## WRITTEN TASK
Convert every line of the material below into a JSON list of strings, one string per line, with blank lines omitted.

-------

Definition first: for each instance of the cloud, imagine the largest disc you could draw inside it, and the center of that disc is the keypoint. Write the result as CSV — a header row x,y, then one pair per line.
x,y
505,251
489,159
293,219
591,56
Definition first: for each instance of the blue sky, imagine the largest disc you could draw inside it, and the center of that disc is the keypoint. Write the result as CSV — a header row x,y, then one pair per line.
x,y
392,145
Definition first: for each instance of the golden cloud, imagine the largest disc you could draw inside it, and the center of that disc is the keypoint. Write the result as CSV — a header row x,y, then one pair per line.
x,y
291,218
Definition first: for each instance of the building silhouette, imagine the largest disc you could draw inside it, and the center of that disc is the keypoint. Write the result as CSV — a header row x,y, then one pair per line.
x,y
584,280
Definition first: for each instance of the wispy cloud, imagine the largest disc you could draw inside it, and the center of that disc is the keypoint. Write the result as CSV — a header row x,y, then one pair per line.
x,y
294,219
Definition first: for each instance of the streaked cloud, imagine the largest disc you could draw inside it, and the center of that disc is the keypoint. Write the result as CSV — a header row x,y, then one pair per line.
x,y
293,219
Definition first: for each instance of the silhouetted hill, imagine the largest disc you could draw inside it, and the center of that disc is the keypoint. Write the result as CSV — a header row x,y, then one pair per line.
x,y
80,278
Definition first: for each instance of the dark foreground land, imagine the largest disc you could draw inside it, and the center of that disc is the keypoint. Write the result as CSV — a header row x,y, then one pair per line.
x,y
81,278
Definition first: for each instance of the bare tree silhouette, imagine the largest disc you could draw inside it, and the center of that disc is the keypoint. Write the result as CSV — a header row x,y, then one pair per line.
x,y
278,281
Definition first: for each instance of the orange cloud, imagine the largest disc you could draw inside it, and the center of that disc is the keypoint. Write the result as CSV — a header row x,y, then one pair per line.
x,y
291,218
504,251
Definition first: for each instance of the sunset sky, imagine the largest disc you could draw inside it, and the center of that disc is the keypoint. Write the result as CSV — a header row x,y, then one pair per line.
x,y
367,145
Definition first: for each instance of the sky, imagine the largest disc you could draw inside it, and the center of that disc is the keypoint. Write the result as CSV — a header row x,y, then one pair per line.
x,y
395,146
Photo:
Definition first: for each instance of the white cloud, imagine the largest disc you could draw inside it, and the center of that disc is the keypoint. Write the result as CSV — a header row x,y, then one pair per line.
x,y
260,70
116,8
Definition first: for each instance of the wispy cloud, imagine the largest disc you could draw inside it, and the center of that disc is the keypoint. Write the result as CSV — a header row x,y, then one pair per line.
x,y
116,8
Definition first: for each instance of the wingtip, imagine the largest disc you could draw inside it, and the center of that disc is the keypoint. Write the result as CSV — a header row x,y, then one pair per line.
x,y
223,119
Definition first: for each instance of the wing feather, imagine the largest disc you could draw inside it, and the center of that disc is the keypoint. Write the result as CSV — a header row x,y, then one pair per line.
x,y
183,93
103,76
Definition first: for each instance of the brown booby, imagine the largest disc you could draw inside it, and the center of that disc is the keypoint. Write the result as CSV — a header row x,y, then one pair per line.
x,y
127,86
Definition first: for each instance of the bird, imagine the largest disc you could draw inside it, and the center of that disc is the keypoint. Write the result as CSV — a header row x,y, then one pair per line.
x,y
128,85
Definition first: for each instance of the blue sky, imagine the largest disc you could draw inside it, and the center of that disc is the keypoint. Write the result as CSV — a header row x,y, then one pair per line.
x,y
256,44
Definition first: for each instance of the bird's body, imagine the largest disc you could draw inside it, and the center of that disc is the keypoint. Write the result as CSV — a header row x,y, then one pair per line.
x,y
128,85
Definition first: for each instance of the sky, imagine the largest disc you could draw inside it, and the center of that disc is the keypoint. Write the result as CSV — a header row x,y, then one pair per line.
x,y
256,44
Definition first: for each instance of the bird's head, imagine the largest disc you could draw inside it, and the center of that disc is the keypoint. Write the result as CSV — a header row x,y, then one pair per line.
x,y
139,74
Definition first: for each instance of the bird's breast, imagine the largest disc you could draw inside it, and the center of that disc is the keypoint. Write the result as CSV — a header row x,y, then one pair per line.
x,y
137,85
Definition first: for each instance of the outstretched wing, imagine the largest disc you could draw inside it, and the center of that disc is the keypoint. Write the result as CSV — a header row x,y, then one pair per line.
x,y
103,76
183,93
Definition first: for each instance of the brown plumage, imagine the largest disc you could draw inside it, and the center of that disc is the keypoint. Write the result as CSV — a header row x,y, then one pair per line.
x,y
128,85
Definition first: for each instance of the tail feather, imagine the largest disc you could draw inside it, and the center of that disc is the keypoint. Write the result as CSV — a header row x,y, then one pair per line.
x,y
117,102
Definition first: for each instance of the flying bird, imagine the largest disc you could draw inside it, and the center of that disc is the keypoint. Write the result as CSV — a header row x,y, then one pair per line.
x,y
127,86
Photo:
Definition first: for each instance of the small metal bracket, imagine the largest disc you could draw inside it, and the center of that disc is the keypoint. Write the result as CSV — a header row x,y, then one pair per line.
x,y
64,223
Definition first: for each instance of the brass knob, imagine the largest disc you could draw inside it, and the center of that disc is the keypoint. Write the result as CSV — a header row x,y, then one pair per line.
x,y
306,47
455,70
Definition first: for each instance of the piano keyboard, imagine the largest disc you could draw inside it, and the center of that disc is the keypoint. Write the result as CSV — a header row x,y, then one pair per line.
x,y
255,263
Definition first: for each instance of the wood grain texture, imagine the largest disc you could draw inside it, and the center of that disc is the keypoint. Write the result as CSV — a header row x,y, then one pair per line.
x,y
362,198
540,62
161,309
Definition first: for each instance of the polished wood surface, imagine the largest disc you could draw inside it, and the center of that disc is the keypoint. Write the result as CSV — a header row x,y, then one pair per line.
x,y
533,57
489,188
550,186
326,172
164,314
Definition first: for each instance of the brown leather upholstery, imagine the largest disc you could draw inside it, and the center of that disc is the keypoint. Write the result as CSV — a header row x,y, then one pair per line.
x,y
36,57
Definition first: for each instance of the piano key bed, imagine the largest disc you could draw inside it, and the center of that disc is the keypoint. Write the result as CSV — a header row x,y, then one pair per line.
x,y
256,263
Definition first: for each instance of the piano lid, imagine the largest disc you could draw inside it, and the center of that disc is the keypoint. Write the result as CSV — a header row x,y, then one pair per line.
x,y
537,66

-------

## RESULT OF THIS TASK
[
  "Definition first: for each instance of the cloud, imagine the largest disc you could draw inside it, and the center of that disc is the keypoint. Write the result as CSV — a header row x,y, then one pair per line.",
  "x,y",
  "505,251",
  "489,159",
  "293,219",
  "591,56",
  "Definition first: for each instance of the blue sky, imagine the largest disc you could draw inside it, and the center of that disc is the keypoint. Write the result as CSV — a header row x,y, then one pair per line.",
  "x,y",
  "392,145",
  "Definition first: for each instance of the golden cloud, imagine the largest disc you could draw inside it, and the center of that disc is the keypoint. Write the result as CSV — a header row x,y, then one pair per line.",
  "x,y",
  "291,218",
  "Definition first: for each instance of the building silhouette, imagine the largest disc you could draw inside it, and the center of that disc is the keypoint. Write the result as CSV — a header row x,y, then one pair per line.",
  "x,y",
  "584,280",
  "Definition first: for each instance of the wispy cloud, imagine the largest disc you could draw inside it, and the center of that disc is the keypoint. Write the result as CSV — a header row x,y, then one pair per line.",
  "x,y",
  "294,219",
  "Definition first: for each instance of the streaked cloud, imagine the largest disc you could draw inside it, and the center of that disc is the keypoint. Write the result as CSV — a header row x,y, then one pair per line.",
  "x,y",
  "293,219",
  "Definition first: for each instance of the silhouetted hill, imagine the largest disc you could draw inside it, and the center of that disc is the keypoint. Write the result as CSV — a header row x,y, then one pair per line.",
  "x,y",
  "80,278",
  "Definition first: for each instance of the dark foreground land, imagine the largest disc you could draw inside it, and the center of that disc is the keypoint. Write the result as CSV — a header row x,y, then one pair per line.",
  "x,y",
  "81,278",
  "Definition first: for each instance of the bare tree silhouette, imagine the largest disc you could draw inside it, and the center of that disc is the keypoint. Write the result as CSV — a header row x,y, then one pair per line.",
  "x,y",
  "278,281",
  "Definition first: for each instance of the orange cloud, imagine the largest disc you could draw inside it, and the center of that disc is the keypoint. Write the result as CSV — a header row x,y, then one pair per line.",
  "x,y",
  "291,218",
  "504,251",
  "Definition first: for each instance of the sunset sky, imagine the largest disc you could draw inside it, and the center of that disc is the keypoint. Write the result as CSV — a header row x,y, then one pair per line.",
  "x,y",
  "367,145",
  "Definition first: for each instance of the sky, imagine the largest disc you could draw inside it, and the center of that disc is the keypoint. Write the result as CSV — a header row x,y, then one pair per line.",
  "x,y",
  "395,146",
  "Photo:",
  "Definition first: for each instance of the white cloud, imagine the largest disc you could draw inside it, and the center of that disc is the keypoint. Write the result as CSV — a header row x,y, then one pair per line.",
  "x,y",
  "260,70",
  "116,8",
  "Definition first: for each instance of the wispy cloud, imagine the largest disc you could draw inside it, and the center of that disc is the keypoint. Write the result as CSV — a header row x,y, then one pair per line.",
  "x,y",
  "116,8",
  "Definition first: for each instance of the wingtip, imagine the largest disc you could draw inside it, and the center of that disc is the keypoint. Write the result as CSV — a header row x,y, then one pair per line.",
  "x,y",
  "223,119",
  "Definition first: for each instance of the wing feather, imagine the largest disc you could draw inside it, and the center of that disc is the keypoint. Write the result as CSV — a header row x,y, then one pair per line.",
  "x,y",
  "183,93",
  "103,76",
  "Definition first: for each instance of the brown booby, imagine the largest disc you could draw inside it, and the center of that disc is the keypoint. Write the result as CSV — a header row x,y, then one pair per line.",
  "x,y",
  "127,86",
  "Definition first: for each instance of the bird, imagine the largest disc you could draw inside it, and the center of that disc is the keypoint. Write the result as CSV — a header row x,y, then one pair per line.",
  "x,y",
  "128,85",
  "Definition first: for each instance of the blue sky, imagine the largest disc you could draw inside it, and the center of that disc is the keypoint. Write the result as CSV — a header row x,y, then one pair per line.",
  "x,y",
  "256,44",
  "Definition first: for each instance of the bird's body, imagine the largest disc you could draw inside it, and the center of that disc is the keypoint. Write the result as CSV — a header row x,y, then one pair per line.",
  "x,y",
  "128,85",
  "Definition first: for each instance of the sky, imagine the largest disc you could draw inside it, and the center of that disc is the keypoint. Write the result as CSV — a header row x,y, then one pair per line.",
  "x,y",
  "256,44",
  "Definition first: for each instance of the bird's head, imagine the largest disc you could draw inside it, and the center of that disc is the keypoint. Write the result as CSV — a header row x,y, then one pair per line.",
  "x,y",
  "139,74",
  "Definition first: for each instance of the bird's breast, imagine the largest disc you could draw inside it, and the center of that disc is the keypoint. Write the result as CSV — a header row x,y, then one pair per line.",
  "x,y",
  "137,85",
  "Definition first: for each instance of the outstretched wing, imagine the largest disc you could draw inside it, and the center of that disc is the keypoint. Write the result as CSV — a header row x,y, then one pair per line.",
  "x,y",
  "103,76",
  "183,93",
  "Definition first: for each instance of the brown plumage, imagine the largest disc you could draw inside it, and the center of that disc is the keypoint. Write the result as CSV — a header row x,y, then one pair per line.",
  "x,y",
  "128,85",
  "Definition first: for each instance of the tail feather, imagine the largest disc you could draw inside it, and the center of that disc is the keypoint. Write the result as CSV — a header row x,y, then one pair per line.",
  "x,y",
  "117,102",
  "Definition first: for each instance of the flying bird, imagine the largest disc you could draw inside it, and the center of that disc is the keypoint. Write the result as CSV — a header row x,y, then one pair per line.",
  "x,y",
  "127,86",
  "Photo:",
  "Definition first: for each instance of the small metal bracket, imagine the largest disc you could draw inside it, and the center of that disc is the keypoint. Write the result as CSV — a header row x,y, then one pair per line.",
  "x,y",
  "64,223",
  "Definition first: for each instance of the brass knob, imagine the largest disc you could draw inside it, and the center of that disc is the keypoint. Write the result as CSV — a header row x,y, then one pair per line.",
  "x,y",
  "306,47",
  "455,70",
  "Definition first: for each instance of the piano keyboard, imagine the largest disc you could draw inside it, and the center of that disc is the keypoint. Write the result as CSV — a header row x,y, then one pair per line.",
  "x,y",
  "255,263",
  "Definition first: for each instance of the wood grain texture, imagine the largest disc you could draw inside it, and the center of that disc is the keypoint. Write the result as CSV — a header row x,y, then one pair per line.",
  "x,y",
  "362,198",
  "540,62",
  "161,309",
  "Definition first: for each instance of the polished wood surface, imagine the largest disc you could draw inside it, and the center of that disc is the keypoint. Write the result as CSV — a header row x,y, then one pair per line.",
  "x,y",
  "533,57",
  "489,188",
  "550,186",
  "326,172",
  "164,314",
  "Definition first: for each instance of the brown leather upholstery, imagine the largest disc you could draw inside it, and the center of that disc is the keypoint. Write the result as CSV — a header row x,y, then one pair per line.",
  "x,y",
  "36,57",
  "Definition first: for each instance of the piano key bed, imagine the largest disc you could draw inside it, and the center of that disc is the keypoint. Write the result as CSV — a header row x,y, then one pair per line.",
  "x,y",
  "256,263",
  "Definition first: for each instance of the piano lid, imagine the largest disc you could draw inside it, and the center of that disc is the keypoint. Write the result as CSV — a header row x,y, then one pair per line.",
  "x,y",
  "537,66"
]